Entries shown:
— START —

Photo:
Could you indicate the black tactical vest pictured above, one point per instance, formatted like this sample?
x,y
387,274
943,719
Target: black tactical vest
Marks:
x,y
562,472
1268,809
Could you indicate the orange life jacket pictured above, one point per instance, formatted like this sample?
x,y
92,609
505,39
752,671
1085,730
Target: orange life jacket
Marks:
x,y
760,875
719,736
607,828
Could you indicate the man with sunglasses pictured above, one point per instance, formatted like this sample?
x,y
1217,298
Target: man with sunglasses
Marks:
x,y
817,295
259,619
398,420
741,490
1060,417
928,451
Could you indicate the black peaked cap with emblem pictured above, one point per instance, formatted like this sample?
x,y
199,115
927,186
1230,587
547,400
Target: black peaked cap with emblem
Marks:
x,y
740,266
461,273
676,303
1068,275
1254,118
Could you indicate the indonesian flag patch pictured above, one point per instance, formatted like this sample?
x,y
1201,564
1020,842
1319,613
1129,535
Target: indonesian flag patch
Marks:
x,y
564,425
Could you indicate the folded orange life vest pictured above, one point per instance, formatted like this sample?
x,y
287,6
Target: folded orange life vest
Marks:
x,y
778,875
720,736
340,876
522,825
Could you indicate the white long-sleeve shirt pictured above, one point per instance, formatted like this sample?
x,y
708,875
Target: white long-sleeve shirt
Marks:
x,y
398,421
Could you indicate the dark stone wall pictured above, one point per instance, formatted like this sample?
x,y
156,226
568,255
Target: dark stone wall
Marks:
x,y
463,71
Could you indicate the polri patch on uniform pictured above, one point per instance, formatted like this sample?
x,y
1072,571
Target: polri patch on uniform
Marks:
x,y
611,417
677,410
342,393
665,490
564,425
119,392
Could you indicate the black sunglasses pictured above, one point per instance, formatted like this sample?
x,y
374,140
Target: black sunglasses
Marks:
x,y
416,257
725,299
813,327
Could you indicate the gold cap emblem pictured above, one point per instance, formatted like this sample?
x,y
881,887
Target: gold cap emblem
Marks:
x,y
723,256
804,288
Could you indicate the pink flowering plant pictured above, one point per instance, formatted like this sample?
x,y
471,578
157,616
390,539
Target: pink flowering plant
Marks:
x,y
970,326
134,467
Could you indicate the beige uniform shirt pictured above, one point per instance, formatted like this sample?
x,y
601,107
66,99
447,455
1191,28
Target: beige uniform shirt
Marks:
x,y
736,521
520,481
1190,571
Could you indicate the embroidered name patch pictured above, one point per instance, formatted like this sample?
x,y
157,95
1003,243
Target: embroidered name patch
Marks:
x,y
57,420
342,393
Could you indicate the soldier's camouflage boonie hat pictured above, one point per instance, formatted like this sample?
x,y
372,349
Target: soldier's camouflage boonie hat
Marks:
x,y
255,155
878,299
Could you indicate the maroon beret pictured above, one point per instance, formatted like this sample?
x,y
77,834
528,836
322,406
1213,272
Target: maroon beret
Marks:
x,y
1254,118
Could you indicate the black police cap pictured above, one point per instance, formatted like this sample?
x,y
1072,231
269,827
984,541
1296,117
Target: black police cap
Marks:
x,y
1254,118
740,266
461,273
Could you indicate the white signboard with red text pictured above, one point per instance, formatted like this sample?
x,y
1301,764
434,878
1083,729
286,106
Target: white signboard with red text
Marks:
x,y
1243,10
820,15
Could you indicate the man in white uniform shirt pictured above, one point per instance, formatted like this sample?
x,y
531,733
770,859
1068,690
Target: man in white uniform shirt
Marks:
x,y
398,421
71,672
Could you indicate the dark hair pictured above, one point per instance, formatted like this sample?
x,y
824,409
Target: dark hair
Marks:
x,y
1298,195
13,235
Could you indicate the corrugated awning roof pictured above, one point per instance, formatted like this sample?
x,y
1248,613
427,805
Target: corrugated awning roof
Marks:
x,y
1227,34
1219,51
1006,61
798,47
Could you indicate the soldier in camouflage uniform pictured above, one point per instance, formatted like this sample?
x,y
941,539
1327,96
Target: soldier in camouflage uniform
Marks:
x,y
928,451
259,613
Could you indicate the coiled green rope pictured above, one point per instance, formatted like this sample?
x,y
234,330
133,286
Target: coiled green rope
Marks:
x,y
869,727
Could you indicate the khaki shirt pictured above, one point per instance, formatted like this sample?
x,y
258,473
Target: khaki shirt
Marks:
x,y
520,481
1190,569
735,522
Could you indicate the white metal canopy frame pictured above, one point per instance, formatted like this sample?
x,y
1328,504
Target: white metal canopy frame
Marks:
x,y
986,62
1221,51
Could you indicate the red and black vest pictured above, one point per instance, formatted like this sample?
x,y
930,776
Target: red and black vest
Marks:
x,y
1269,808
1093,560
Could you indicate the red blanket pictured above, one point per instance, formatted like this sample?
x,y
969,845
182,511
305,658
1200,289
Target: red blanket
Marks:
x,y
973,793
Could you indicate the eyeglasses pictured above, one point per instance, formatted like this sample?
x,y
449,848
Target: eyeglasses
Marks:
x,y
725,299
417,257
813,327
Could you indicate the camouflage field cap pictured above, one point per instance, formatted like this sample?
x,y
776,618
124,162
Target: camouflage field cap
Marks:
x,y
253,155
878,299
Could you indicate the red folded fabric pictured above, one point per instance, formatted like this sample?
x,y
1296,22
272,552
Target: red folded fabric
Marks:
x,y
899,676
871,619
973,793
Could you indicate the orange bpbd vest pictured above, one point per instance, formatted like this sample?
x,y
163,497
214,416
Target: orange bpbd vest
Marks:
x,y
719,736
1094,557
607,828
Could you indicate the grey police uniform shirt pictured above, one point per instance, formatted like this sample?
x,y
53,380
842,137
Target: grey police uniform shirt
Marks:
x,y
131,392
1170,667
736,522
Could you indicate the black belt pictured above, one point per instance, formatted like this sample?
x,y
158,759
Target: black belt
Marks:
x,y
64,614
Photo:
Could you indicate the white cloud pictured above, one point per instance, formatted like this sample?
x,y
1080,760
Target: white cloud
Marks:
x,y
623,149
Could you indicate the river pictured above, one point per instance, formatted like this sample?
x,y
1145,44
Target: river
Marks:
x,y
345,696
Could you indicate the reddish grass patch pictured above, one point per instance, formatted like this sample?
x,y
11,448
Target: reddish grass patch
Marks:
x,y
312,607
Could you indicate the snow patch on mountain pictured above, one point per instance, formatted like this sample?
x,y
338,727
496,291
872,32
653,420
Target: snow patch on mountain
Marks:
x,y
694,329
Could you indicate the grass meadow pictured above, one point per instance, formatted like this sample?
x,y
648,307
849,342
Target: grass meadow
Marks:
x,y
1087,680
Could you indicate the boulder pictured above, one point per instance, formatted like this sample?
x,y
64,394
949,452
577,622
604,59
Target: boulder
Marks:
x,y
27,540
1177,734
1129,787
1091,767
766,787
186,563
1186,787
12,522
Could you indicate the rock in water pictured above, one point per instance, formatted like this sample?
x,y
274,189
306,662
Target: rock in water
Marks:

— END —

Write the lines out exactly, from the one with "Could you indicate the reddish" down to the last line of the listing, and leave out all others.

Response below:
Could you indicate the reddish grass patch pictured above, one point per instance, formatted like this sample?
x,y
11,448
Target: reddish grass patch
Marks:
x,y
312,607
Could you indicate the snow patch on mountain pictured above, one point per instance, formatted like this sample?
x,y
338,727
496,291
872,32
653,420
Target: snow patch on mountain
Marks:
x,y
694,329
Could you indicate the grass meadow pictured above, one point per instance, formatted like this sample?
x,y
648,307
849,342
Target: grass meadow
Marks:
x,y
1087,680
Could you indicate the boulder pictured above, one point per instance, formatted like this sample?
x,y
64,394
949,452
577,622
604,59
Target: boulder
Marks:
x,y
27,540
1177,734
1129,787
1091,767
766,787
186,563
1186,787
12,522
Could you indicate the rock in water pictured above, one point per instance, formatted like this sample?
x,y
274,189
306,662
Target: rock in water
Marks:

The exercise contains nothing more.